Пожалуйста, подсчитайте, в скольких строках ниже встречается слово «verge». В ответе дайте только число.

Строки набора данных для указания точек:
+===+

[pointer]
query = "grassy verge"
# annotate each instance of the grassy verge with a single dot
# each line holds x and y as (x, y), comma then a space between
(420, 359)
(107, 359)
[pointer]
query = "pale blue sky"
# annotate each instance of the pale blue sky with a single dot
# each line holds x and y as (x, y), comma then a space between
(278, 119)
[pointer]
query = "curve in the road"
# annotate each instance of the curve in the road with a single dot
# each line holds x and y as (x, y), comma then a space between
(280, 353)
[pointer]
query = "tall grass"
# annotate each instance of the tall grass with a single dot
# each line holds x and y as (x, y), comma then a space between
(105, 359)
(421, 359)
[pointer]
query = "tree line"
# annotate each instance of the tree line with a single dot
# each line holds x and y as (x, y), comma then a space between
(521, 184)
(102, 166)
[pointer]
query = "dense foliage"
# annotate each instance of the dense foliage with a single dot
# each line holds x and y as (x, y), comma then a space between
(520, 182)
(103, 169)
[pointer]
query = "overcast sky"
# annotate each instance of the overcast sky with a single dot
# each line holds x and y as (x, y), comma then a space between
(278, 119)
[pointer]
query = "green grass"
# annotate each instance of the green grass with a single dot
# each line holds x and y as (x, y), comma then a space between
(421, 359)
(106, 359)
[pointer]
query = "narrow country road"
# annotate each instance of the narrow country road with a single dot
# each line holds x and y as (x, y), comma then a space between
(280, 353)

+===+

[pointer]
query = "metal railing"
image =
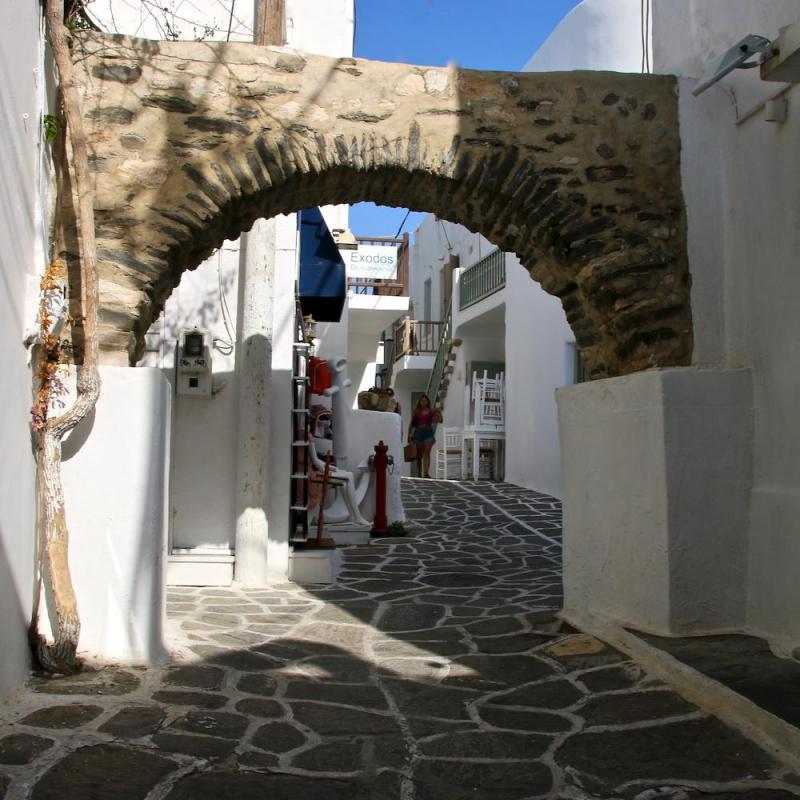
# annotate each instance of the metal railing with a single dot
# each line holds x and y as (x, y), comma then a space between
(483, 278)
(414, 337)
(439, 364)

+===+

• [Результат выполнения] 2